# [SUPPLIED DATA]
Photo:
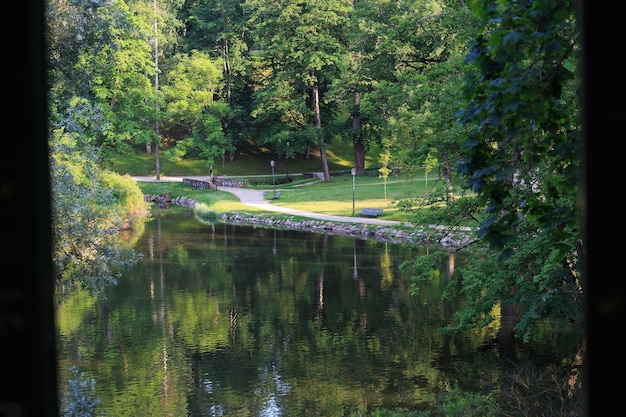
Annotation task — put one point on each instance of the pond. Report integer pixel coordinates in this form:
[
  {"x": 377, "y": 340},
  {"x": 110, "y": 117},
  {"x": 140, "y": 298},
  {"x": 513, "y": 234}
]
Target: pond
[{"x": 231, "y": 320}]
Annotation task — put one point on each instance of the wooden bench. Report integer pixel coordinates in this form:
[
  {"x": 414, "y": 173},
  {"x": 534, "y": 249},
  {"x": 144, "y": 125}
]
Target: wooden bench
[{"x": 370, "y": 212}]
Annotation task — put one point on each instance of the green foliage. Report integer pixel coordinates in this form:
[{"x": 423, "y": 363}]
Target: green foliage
[
  {"x": 86, "y": 219},
  {"x": 78, "y": 398},
  {"x": 458, "y": 403},
  {"x": 126, "y": 195},
  {"x": 521, "y": 158}
]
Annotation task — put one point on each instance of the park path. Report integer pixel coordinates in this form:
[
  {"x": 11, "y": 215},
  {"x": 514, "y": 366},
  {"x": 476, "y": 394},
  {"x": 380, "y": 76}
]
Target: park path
[{"x": 256, "y": 198}]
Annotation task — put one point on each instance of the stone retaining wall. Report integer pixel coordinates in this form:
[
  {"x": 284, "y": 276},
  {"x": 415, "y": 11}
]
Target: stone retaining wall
[
  {"x": 217, "y": 182},
  {"x": 449, "y": 238}
]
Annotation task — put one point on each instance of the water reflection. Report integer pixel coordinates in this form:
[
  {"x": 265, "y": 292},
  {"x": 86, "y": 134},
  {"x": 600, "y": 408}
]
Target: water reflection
[{"x": 224, "y": 320}]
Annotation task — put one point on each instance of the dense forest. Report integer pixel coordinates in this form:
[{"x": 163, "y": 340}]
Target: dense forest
[{"x": 487, "y": 92}]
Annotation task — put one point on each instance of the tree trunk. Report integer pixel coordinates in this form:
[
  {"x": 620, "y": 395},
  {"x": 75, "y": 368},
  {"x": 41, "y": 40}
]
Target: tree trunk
[
  {"x": 320, "y": 136},
  {"x": 447, "y": 177},
  {"x": 359, "y": 147}
]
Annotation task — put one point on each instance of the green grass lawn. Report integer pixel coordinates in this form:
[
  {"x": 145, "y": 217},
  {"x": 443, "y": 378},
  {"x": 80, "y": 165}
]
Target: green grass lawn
[{"x": 333, "y": 198}]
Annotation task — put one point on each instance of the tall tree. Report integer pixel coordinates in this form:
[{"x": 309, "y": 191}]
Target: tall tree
[
  {"x": 194, "y": 107},
  {"x": 303, "y": 53},
  {"x": 522, "y": 155}
]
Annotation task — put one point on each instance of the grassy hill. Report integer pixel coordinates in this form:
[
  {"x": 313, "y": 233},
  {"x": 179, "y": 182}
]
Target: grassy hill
[{"x": 248, "y": 160}]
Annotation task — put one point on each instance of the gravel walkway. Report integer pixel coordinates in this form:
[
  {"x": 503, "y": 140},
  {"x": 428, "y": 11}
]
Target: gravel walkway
[{"x": 255, "y": 198}]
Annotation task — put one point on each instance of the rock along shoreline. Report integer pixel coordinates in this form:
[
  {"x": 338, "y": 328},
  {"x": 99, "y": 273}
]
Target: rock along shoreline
[{"x": 451, "y": 238}]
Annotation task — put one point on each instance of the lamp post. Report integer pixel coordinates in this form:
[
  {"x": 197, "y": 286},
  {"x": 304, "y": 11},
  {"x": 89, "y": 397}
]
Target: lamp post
[
  {"x": 273, "y": 177},
  {"x": 353, "y": 172}
]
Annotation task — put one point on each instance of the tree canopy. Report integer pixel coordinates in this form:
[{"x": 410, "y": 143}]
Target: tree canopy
[{"x": 486, "y": 93}]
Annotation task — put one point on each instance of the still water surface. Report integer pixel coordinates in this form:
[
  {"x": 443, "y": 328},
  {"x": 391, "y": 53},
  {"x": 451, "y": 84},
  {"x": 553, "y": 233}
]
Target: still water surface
[{"x": 225, "y": 320}]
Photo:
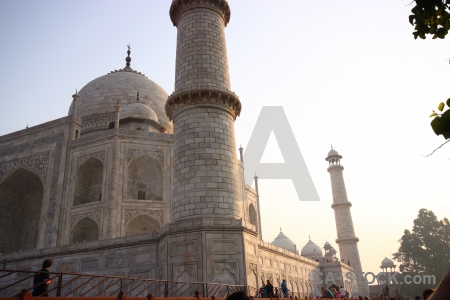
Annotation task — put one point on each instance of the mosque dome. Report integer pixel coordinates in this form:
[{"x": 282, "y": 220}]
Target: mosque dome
[
  {"x": 333, "y": 152},
  {"x": 311, "y": 250},
  {"x": 284, "y": 242},
  {"x": 138, "y": 110},
  {"x": 387, "y": 263},
  {"x": 123, "y": 87}
]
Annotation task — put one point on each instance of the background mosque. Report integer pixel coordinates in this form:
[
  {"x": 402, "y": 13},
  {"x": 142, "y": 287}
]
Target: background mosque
[{"x": 138, "y": 183}]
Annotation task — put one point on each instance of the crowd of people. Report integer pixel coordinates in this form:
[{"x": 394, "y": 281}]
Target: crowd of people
[{"x": 41, "y": 282}]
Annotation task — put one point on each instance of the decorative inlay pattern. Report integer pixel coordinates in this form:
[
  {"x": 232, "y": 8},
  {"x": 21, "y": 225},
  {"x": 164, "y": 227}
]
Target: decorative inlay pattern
[
  {"x": 122, "y": 132},
  {"x": 158, "y": 155},
  {"x": 98, "y": 121},
  {"x": 94, "y": 215},
  {"x": 131, "y": 213},
  {"x": 100, "y": 155},
  {"x": 38, "y": 162},
  {"x": 220, "y": 99}
]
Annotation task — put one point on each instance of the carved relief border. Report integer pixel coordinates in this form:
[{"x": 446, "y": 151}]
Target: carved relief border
[
  {"x": 158, "y": 155},
  {"x": 38, "y": 162},
  {"x": 100, "y": 155},
  {"x": 94, "y": 215},
  {"x": 131, "y": 213},
  {"x": 56, "y": 139}
]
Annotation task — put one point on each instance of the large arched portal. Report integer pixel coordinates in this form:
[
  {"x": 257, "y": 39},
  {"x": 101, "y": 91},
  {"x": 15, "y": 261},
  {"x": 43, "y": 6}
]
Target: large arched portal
[
  {"x": 88, "y": 183},
  {"x": 253, "y": 216},
  {"x": 21, "y": 198},
  {"x": 145, "y": 180}
]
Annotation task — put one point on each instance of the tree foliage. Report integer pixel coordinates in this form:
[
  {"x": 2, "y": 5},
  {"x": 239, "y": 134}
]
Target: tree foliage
[
  {"x": 425, "y": 249},
  {"x": 430, "y": 17},
  {"x": 441, "y": 121}
]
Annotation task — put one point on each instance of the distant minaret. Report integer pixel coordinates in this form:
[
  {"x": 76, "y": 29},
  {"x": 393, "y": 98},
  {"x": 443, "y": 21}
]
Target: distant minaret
[{"x": 346, "y": 239}]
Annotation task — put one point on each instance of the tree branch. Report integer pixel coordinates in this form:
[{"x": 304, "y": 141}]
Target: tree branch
[{"x": 437, "y": 148}]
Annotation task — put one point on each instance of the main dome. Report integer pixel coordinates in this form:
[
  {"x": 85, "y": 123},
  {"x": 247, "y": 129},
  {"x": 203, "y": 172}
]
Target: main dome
[{"x": 101, "y": 95}]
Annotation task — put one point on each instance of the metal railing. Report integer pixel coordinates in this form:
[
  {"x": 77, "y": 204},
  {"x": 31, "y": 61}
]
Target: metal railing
[{"x": 12, "y": 282}]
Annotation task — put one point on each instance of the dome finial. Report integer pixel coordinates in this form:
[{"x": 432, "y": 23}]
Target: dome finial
[{"x": 128, "y": 59}]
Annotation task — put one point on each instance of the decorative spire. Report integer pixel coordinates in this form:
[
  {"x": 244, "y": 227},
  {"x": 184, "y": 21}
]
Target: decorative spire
[{"x": 128, "y": 59}]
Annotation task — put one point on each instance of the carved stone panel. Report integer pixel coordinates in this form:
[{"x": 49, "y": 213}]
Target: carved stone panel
[
  {"x": 224, "y": 246},
  {"x": 38, "y": 162},
  {"x": 100, "y": 155},
  {"x": 132, "y": 213},
  {"x": 185, "y": 272},
  {"x": 226, "y": 272}
]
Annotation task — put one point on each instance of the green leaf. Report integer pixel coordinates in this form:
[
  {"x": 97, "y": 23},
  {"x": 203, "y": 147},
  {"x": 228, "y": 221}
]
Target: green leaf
[{"x": 436, "y": 125}]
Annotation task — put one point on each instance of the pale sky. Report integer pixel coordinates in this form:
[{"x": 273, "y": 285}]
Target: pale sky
[{"x": 347, "y": 73}]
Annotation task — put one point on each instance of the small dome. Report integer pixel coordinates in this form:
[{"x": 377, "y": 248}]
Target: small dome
[
  {"x": 387, "y": 263},
  {"x": 284, "y": 242},
  {"x": 333, "y": 152},
  {"x": 101, "y": 95},
  {"x": 138, "y": 110},
  {"x": 311, "y": 250}
]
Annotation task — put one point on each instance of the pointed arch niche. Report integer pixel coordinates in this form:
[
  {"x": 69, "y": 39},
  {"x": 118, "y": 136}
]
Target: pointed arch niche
[
  {"x": 88, "y": 182},
  {"x": 253, "y": 216},
  {"x": 85, "y": 230},
  {"x": 21, "y": 197},
  {"x": 142, "y": 224},
  {"x": 145, "y": 179}
]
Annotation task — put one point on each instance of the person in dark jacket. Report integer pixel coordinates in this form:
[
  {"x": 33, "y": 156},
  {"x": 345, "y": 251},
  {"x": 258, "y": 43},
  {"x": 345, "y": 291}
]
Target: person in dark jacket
[{"x": 269, "y": 289}]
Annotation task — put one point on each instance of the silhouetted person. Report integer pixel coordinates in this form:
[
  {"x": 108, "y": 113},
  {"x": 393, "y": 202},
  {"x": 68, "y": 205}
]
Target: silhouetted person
[
  {"x": 427, "y": 293},
  {"x": 42, "y": 279},
  {"x": 442, "y": 292},
  {"x": 269, "y": 289}
]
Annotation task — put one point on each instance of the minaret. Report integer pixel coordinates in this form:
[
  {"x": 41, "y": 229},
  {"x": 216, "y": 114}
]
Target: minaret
[
  {"x": 346, "y": 239},
  {"x": 203, "y": 109}
]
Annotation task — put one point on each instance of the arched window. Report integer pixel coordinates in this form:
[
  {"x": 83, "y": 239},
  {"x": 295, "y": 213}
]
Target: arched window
[
  {"x": 88, "y": 182},
  {"x": 142, "y": 224},
  {"x": 85, "y": 230},
  {"x": 144, "y": 179},
  {"x": 21, "y": 198},
  {"x": 253, "y": 216}
]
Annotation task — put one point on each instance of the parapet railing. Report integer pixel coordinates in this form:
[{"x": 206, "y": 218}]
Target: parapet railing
[{"x": 13, "y": 282}]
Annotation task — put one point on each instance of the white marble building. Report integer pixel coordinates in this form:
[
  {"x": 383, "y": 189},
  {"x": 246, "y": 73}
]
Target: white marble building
[{"x": 135, "y": 182}]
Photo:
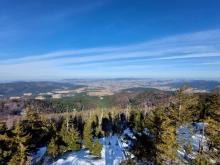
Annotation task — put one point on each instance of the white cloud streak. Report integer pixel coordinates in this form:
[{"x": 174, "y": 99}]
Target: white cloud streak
[{"x": 197, "y": 45}]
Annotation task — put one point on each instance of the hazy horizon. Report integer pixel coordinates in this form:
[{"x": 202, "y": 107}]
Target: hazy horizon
[{"x": 55, "y": 40}]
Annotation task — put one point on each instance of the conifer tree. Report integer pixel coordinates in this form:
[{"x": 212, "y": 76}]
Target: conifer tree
[
  {"x": 21, "y": 139},
  {"x": 97, "y": 148},
  {"x": 87, "y": 135}
]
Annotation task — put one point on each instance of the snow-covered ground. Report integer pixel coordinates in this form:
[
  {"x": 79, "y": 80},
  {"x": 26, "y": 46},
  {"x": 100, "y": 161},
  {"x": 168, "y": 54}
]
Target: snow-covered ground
[{"x": 112, "y": 154}]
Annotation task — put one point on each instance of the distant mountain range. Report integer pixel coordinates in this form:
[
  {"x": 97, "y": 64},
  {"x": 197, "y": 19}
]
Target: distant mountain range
[
  {"x": 124, "y": 85},
  {"x": 197, "y": 84}
]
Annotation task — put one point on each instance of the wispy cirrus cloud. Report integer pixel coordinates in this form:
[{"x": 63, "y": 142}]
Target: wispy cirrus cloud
[{"x": 171, "y": 52}]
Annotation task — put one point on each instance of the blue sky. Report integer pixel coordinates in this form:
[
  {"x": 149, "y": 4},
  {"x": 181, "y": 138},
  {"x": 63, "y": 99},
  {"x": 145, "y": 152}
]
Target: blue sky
[{"x": 50, "y": 39}]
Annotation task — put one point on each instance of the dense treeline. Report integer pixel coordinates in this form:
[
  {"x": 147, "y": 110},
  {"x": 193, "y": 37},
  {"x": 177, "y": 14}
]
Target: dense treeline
[{"x": 155, "y": 131}]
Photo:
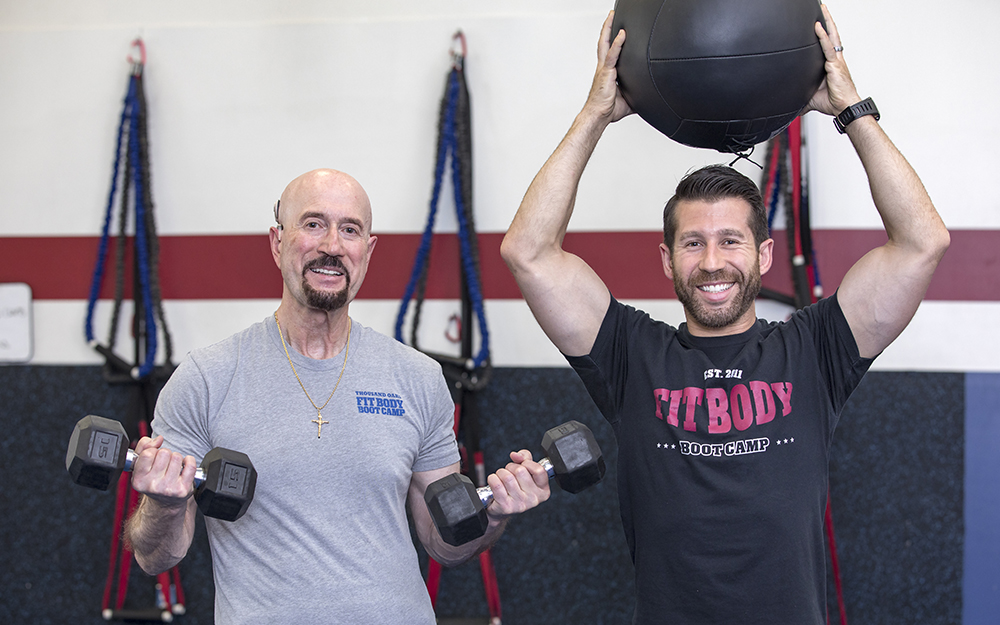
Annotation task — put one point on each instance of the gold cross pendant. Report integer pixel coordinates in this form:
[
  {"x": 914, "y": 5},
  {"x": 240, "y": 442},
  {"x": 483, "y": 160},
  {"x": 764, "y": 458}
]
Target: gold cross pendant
[{"x": 319, "y": 423}]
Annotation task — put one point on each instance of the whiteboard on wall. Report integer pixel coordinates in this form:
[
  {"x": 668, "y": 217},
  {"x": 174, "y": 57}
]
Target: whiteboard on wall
[{"x": 15, "y": 322}]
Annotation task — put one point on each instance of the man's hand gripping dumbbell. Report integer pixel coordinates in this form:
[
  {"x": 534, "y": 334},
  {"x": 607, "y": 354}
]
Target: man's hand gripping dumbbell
[
  {"x": 458, "y": 508},
  {"x": 99, "y": 452}
]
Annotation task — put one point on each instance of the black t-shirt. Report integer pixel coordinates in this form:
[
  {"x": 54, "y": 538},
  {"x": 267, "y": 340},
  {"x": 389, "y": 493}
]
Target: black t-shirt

# [ACTIVITY]
How many lines of the listing hold the string "shirt"? Give the number alone.

# [SOLUTION FOR THIS TASK]
2